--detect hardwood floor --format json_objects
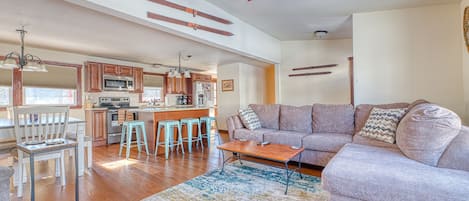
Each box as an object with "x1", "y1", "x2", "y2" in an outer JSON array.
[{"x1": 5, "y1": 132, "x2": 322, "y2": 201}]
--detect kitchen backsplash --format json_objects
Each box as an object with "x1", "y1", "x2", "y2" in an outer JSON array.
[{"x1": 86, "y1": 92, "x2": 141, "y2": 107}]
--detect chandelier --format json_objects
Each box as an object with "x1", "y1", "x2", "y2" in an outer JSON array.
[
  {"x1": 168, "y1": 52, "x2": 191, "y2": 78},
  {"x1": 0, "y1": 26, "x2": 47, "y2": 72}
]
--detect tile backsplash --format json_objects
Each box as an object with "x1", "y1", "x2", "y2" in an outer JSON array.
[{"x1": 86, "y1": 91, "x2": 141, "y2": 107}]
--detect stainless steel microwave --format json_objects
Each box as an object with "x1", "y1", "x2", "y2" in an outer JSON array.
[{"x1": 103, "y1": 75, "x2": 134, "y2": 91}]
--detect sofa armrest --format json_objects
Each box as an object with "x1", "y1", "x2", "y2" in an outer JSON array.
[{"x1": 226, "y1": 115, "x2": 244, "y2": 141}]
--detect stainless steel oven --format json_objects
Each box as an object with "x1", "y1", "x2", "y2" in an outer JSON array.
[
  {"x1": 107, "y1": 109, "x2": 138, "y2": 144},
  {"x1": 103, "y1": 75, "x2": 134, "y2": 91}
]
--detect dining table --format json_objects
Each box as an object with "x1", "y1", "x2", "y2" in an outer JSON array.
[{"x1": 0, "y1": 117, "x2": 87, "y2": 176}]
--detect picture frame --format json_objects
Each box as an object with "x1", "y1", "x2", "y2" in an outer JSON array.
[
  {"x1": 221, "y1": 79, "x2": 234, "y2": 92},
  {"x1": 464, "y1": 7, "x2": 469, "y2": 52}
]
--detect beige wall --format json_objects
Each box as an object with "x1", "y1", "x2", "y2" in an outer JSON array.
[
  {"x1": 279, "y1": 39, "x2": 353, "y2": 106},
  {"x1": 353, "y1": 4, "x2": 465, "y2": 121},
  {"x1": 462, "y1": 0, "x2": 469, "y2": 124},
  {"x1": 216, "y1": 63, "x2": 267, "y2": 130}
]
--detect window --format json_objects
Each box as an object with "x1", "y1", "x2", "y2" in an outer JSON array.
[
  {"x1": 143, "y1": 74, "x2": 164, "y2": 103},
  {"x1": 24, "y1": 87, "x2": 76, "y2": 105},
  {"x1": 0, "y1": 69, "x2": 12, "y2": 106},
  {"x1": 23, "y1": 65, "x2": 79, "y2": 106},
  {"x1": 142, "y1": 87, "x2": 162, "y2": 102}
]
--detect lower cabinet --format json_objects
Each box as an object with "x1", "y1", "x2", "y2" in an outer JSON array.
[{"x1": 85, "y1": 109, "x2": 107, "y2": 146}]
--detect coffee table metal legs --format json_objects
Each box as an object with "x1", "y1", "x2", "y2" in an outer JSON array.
□ □ □ □ □
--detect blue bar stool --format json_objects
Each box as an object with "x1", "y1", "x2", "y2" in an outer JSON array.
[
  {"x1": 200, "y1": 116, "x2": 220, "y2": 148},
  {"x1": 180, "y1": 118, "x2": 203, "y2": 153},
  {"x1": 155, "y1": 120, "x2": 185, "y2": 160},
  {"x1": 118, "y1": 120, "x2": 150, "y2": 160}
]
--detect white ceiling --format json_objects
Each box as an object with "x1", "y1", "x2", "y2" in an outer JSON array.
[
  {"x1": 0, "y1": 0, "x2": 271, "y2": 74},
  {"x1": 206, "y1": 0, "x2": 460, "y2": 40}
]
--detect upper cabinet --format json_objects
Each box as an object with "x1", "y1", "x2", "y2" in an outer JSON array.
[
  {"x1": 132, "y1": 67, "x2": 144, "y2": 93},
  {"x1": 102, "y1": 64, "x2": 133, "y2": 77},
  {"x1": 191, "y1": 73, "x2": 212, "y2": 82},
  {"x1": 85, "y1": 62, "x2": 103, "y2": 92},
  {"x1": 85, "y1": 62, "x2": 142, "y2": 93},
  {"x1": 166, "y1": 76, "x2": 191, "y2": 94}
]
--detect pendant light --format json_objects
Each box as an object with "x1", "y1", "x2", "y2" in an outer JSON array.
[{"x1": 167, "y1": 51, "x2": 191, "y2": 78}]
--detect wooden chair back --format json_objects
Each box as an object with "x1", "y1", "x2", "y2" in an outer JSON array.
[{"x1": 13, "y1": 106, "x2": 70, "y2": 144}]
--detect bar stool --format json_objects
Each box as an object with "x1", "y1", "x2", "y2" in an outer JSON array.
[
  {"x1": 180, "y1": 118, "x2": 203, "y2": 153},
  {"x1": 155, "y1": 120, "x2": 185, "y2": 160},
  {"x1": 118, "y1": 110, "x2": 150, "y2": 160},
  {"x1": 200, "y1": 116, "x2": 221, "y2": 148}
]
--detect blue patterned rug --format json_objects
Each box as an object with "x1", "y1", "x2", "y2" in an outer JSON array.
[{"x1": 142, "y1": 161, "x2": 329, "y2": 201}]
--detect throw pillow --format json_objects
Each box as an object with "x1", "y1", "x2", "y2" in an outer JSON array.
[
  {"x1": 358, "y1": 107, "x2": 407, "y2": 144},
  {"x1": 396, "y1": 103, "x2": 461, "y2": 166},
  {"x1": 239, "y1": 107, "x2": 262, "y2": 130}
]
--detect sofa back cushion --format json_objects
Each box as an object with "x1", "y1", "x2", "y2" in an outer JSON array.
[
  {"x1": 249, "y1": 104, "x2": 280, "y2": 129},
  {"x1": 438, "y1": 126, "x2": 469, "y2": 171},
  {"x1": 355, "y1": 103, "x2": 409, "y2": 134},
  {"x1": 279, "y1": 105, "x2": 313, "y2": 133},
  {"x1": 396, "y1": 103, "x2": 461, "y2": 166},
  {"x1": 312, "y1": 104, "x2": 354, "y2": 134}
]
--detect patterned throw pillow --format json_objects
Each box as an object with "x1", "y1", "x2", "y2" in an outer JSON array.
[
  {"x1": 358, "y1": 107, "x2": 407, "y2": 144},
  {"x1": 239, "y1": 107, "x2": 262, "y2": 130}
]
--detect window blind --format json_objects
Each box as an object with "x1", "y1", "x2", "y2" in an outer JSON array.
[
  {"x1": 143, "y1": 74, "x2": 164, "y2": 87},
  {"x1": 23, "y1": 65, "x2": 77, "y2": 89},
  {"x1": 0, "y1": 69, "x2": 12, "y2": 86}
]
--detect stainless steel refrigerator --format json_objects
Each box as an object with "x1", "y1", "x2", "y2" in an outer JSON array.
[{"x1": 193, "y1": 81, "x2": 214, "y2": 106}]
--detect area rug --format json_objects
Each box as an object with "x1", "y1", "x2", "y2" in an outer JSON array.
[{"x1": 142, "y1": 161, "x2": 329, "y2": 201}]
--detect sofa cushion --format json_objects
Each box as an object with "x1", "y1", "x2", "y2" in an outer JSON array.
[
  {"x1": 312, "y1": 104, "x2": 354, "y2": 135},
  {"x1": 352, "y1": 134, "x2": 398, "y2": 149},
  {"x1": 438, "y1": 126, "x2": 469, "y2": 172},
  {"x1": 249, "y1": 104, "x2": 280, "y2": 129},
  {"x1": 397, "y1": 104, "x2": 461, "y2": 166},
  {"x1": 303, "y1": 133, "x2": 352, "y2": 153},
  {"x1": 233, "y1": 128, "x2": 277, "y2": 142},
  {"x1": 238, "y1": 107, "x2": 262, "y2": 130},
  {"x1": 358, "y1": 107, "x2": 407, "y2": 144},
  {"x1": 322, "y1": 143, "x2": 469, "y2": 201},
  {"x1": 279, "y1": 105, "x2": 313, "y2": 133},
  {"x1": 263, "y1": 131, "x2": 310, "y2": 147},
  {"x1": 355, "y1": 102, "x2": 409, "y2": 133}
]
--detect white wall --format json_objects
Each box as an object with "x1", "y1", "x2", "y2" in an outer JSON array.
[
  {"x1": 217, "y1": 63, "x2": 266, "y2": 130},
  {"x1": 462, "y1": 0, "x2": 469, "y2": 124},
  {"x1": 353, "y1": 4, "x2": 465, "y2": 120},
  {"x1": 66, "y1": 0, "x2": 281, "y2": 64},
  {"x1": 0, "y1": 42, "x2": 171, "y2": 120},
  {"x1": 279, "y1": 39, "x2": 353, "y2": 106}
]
□ □ □ □ □
## WHAT YOU NEED TO DO
State how many lines in the listing above contain the word "wall", giving only the number.

## WRITTEN REPLY
2